▶ AÇÃO NECESSÁRIA
Segundo o texto sobre o homo sacer, que estrutura a lei possui?

▶ TEXTO APRESENTADO
Na obra Homo Sacer: o poder soberano e a vida nua, Agamben pontua o conceito do que é o Homo Sacer. Homem sacro é “aquele que o povo julgou por um delito; e não é lícito sacrificá-lo, mas quem o mata não será condenado por homicídio.”
Por Maciana Freitas e Souza, do Justificando
Desse modo, a vida do homo sacer está exposta à violência da morte dado uma política estrutural fundada numa exclusão da vida. A lei possui, assim, a estrutura da exceção. O pensamento de Agamben relaciona-se à perspectiva da biopolítica, trabalhada nas obras de Foucault, na qual o poder se configura como direito de vida e de morte, e como esse direito é assimétrico.

▶ INFORMAÇÕES FORNECIDAS

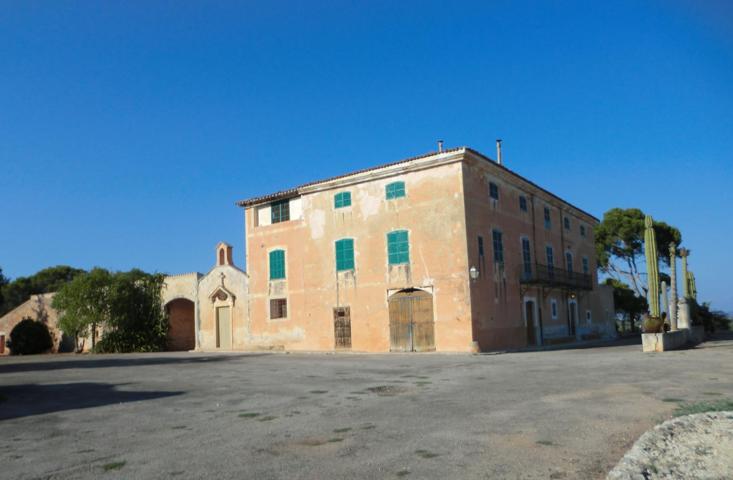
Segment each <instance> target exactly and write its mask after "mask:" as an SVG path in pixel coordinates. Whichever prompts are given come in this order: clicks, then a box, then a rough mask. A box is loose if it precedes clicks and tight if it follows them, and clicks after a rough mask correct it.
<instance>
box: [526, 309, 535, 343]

▶ RESULTADO DO EXERCÍCIO
A estrutura da exceção.